(Materials provided):

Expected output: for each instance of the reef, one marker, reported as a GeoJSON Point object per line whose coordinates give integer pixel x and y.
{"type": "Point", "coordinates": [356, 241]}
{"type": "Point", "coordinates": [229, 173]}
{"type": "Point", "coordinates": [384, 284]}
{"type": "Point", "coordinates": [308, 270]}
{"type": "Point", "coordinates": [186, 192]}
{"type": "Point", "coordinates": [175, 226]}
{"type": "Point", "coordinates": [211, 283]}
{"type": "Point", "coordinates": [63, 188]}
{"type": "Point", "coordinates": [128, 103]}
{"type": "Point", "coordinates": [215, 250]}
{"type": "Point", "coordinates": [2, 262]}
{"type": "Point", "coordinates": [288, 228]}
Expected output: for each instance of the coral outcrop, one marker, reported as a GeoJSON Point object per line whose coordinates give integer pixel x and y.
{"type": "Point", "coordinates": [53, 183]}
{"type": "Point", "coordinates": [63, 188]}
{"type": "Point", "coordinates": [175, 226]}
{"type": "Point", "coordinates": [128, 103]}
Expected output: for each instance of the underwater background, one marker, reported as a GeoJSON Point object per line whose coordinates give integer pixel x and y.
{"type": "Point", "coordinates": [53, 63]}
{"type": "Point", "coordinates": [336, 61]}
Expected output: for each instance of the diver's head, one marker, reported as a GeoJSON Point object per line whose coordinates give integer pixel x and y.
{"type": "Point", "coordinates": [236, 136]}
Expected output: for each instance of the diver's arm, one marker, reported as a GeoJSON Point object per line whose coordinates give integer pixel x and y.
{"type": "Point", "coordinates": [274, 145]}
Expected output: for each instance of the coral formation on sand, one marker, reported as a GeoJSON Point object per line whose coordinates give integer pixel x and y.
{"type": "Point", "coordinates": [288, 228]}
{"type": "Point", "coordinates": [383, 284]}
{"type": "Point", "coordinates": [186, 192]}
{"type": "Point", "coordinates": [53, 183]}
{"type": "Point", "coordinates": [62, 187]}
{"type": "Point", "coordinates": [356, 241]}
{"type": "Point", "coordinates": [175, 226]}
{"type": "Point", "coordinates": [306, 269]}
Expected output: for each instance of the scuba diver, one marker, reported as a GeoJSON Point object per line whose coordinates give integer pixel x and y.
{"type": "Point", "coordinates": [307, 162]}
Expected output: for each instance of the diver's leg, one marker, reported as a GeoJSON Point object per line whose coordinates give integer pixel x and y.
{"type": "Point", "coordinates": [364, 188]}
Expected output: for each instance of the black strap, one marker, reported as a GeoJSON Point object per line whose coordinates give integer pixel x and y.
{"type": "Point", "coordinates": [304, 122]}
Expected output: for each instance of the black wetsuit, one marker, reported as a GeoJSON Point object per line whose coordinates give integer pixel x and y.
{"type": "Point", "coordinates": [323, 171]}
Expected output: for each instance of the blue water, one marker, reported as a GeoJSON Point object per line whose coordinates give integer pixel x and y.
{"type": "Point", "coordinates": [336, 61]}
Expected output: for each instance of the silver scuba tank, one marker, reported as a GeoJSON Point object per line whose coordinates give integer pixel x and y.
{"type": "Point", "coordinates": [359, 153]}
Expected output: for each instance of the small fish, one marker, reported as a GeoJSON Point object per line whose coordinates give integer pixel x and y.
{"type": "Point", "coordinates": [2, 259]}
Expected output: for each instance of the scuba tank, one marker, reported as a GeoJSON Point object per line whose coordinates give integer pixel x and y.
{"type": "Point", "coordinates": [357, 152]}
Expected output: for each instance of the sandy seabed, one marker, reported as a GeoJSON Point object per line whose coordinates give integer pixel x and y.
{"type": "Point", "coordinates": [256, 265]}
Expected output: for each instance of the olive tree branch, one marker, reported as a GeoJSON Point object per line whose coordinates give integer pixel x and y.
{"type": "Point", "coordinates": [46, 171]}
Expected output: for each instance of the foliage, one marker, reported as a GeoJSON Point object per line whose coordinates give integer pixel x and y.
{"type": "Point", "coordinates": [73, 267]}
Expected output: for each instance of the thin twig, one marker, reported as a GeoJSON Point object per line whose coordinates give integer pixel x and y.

(Objective):
Copy out the lines from the line containing "Expected output: for each instance of the black wetsuit, one" to the end of the listing above, without alteration.

(Answer to the exercise):
Expected output: for each instance of the black wetsuit, one marker, reported as a GeoJSON Point object per line whose coordinates give integer pixel x and y.
{"type": "Point", "coordinates": [323, 171]}
Expected output: for each instance of the blue water, one marker, reported as a GeoJSON Point object per line whose coordinates give integer pixel x and y.
{"type": "Point", "coordinates": [336, 61]}
Expected output: for each instance of the silver scuba tank, one marker, reported as a GeoJSON Point object per line whose coordinates give integer pixel x and y.
{"type": "Point", "coordinates": [359, 153]}
Expected output: for each instance of the small fish, one marker, reported as a GeoJSON Point object per line whose coordinates give integer pixel x and y.
{"type": "Point", "coordinates": [2, 259]}
Expected output: for each instance of the scuba tank, one marker, reported as a GeoJSON Point object per line whose coordinates give integer pixel x and y.
{"type": "Point", "coordinates": [357, 152]}
Expected output: for each instance of the sandy seabed, one marker, reported as a GeoJSON Point object per line whose coordinates give integer pixel x and y.
{"type": "Point", "coordinates": [256, 265]}
Expected output: for each instance of the olive tree branch, one marker, reported as a GeoJSON Point object per line whose coordinates give integer pixel x and y.
{"type": "Point", "coordinates": [46, 171]}
Expected output: for each instance of the foliage, one marker, reported as a GeoJSON Point object per line whose coordinates give integer pixel x and y.
{"type": "Point", "coordinates": [73, 267]}
Expected output: for each instance of the thin twig, one marker, reported as a GeoJSON Point object per line whose coordinates give integer pixel x and y.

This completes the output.